● **Task directions**: Which lines run from the one containing "of the silver" to the end of the entries? Quote them exactly, and nothing else.

(Location identification entries)

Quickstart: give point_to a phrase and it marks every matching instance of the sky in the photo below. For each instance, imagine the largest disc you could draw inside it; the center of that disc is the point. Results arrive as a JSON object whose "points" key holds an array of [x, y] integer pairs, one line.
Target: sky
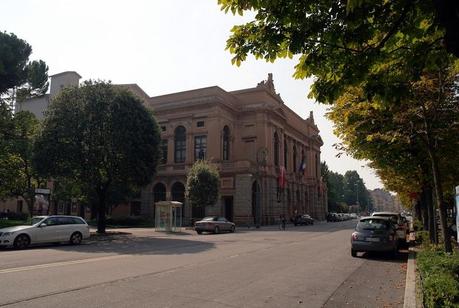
{"points": [[164, 47]]}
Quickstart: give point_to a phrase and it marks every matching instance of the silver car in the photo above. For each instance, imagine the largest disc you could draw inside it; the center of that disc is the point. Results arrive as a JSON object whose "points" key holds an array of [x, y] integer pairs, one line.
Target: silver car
{"points": [[214, 224], [46, 229], [374, 234]]}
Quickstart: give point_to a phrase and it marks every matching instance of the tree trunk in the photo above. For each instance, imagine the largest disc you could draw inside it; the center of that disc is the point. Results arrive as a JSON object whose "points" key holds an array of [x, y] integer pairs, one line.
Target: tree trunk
{"points": [[424, 210], [101, 210], [439, 195], [417, 210], [432, 227]]}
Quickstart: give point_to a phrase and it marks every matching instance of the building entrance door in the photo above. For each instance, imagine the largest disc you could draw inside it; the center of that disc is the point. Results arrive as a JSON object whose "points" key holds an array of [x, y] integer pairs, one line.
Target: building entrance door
{"points": [[228, 202]]}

● **Task response**:
Quickstart: give point_to a phrase and it marks every matching instance of the silver car in the photo above. For each instance, imagine the largest disc you could draw inside it; the center of that disc is the point. Results arrive as a JSON object whose "points" key holds an array of [x, y] integer pairs, one line.
Target: silver car
{"points": [[214, 224], [46, 229], [374, 234]]}
Quickstart: give point_to a phrase and it marks every matching instance of the tree trunk in the photo above. For each instance, imagine the largest disc you could draw inside it; the center of that disc is the point. Results arrive as a JSON object whose "points" key holds an array of [x, y] integer pairs, one line.
Target: tree trunk
{"points": [[424, 210], [101, 210], [439, 195], [417, 210], [432, 227]]}
Quickstart: give point_to a phrase and it marks every matching instance of the building entrance door in the photo above. For each instance, imagine the largest disc you could draw inside it; the center of that disc is the point. Results arrive as a JSON object whose "points" key holds an array of [x, y] integer pairs, one line.
Target: building entrance door
{"points": [[228, 202]]}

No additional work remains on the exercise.